## Begin DATA SHOWN

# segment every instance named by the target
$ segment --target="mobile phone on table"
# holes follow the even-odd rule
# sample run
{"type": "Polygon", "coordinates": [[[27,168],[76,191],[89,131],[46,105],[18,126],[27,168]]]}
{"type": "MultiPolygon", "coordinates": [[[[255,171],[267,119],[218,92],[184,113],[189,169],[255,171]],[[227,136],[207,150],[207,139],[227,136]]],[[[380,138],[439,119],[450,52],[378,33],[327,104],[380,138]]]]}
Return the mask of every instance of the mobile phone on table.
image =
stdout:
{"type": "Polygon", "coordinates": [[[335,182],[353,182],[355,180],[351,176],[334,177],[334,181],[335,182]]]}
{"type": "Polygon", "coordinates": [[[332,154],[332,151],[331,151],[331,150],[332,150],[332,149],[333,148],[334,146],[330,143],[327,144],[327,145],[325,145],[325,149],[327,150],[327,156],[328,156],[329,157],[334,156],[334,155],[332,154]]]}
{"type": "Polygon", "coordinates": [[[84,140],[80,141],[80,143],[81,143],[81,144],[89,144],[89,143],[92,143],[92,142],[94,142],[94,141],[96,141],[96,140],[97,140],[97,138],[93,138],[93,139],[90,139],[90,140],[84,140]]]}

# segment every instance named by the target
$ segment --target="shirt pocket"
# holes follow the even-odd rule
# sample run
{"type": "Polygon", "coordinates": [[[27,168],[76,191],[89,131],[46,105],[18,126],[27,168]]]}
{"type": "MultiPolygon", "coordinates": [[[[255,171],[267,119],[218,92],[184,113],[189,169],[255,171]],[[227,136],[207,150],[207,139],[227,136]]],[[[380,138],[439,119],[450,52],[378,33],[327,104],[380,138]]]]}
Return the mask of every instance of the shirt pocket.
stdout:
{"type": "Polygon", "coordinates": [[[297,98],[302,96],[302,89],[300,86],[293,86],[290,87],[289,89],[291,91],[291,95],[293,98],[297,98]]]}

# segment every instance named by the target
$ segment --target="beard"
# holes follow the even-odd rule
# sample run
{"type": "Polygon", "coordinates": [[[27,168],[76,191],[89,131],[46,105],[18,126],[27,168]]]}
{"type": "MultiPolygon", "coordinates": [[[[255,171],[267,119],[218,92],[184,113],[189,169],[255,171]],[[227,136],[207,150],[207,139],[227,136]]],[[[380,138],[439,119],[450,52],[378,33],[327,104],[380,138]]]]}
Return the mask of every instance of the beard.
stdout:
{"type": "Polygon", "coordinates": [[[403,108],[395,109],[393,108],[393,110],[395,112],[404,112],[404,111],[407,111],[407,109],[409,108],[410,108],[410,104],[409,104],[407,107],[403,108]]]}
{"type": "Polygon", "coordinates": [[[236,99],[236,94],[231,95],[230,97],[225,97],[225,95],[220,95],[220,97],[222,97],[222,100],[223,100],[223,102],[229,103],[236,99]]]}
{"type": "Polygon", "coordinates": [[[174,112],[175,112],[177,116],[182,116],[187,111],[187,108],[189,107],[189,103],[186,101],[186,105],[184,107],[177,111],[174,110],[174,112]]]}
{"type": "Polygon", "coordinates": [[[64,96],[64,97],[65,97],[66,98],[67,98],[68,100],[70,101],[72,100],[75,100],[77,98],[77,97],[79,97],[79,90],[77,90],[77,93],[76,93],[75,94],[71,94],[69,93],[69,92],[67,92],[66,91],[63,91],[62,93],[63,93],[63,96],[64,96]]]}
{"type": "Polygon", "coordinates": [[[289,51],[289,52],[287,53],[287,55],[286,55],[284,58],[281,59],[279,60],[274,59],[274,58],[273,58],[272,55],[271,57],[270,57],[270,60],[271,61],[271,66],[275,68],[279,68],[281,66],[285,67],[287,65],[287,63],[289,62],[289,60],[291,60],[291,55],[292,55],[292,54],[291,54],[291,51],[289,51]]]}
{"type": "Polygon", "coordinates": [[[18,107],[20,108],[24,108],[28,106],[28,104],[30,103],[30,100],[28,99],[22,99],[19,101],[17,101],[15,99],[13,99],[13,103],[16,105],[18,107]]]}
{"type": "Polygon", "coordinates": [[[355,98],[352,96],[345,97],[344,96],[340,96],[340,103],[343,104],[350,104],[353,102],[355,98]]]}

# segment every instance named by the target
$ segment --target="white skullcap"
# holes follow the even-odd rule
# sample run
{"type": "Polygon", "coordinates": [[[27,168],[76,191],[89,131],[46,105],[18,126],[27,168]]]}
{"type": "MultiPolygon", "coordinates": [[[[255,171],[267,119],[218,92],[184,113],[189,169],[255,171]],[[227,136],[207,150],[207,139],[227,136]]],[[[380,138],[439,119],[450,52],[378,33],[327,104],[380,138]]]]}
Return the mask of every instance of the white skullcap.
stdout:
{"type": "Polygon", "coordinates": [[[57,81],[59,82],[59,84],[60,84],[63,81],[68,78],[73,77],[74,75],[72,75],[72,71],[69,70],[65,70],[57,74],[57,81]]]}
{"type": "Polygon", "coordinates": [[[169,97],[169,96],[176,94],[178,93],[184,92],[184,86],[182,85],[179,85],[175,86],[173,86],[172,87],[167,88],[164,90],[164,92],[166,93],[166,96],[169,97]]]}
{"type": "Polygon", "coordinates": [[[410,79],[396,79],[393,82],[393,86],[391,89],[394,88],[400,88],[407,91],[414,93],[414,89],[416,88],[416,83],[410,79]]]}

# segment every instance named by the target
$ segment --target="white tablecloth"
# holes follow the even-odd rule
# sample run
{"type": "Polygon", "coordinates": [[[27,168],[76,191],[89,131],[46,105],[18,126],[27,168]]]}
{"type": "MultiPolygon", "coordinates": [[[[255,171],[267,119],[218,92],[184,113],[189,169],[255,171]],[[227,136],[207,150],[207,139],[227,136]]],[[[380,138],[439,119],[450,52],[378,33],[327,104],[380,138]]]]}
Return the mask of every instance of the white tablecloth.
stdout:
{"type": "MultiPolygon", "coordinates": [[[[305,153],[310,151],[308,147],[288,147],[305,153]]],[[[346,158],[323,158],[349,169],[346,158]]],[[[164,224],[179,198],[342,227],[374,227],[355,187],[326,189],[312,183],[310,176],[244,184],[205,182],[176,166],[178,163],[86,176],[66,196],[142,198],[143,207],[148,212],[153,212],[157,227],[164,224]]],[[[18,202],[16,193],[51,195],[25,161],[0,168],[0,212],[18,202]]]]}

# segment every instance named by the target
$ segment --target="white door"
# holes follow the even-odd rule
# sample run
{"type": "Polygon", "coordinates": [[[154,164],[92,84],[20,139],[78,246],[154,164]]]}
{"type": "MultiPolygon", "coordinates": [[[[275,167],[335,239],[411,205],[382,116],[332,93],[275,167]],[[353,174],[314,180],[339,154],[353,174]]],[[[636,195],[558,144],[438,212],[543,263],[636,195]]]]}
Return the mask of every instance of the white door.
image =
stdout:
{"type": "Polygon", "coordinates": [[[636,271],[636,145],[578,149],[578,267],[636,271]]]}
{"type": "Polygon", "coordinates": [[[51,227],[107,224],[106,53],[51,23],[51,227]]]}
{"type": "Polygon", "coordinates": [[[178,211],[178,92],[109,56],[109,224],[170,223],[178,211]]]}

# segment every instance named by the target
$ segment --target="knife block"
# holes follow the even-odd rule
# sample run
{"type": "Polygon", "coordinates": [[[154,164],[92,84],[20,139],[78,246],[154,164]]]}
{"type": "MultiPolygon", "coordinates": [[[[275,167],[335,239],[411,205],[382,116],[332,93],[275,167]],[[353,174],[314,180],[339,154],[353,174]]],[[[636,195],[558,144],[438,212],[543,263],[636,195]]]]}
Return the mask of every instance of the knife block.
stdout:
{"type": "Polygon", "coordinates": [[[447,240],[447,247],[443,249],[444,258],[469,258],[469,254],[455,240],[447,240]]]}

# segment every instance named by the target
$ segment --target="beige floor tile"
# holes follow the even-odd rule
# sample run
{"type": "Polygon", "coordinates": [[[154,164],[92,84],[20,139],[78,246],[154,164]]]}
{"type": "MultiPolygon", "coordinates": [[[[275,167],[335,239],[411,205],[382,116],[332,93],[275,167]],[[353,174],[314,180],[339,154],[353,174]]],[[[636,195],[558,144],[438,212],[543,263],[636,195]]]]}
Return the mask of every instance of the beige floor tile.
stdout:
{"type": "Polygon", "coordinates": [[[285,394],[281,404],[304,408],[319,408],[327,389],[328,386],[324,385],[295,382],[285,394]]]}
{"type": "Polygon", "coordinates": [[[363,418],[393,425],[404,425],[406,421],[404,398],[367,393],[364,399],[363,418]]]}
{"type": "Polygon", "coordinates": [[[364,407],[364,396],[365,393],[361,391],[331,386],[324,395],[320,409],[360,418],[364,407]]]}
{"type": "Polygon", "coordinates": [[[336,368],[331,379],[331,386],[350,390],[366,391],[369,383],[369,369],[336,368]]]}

## End DATA SHOWN

Return every line of the records above that contains the string "skullcap", treating uppercase and lowercase letters as different.

$ segment --target="white skullcap"
Return the mask of every instance of the white skullcap.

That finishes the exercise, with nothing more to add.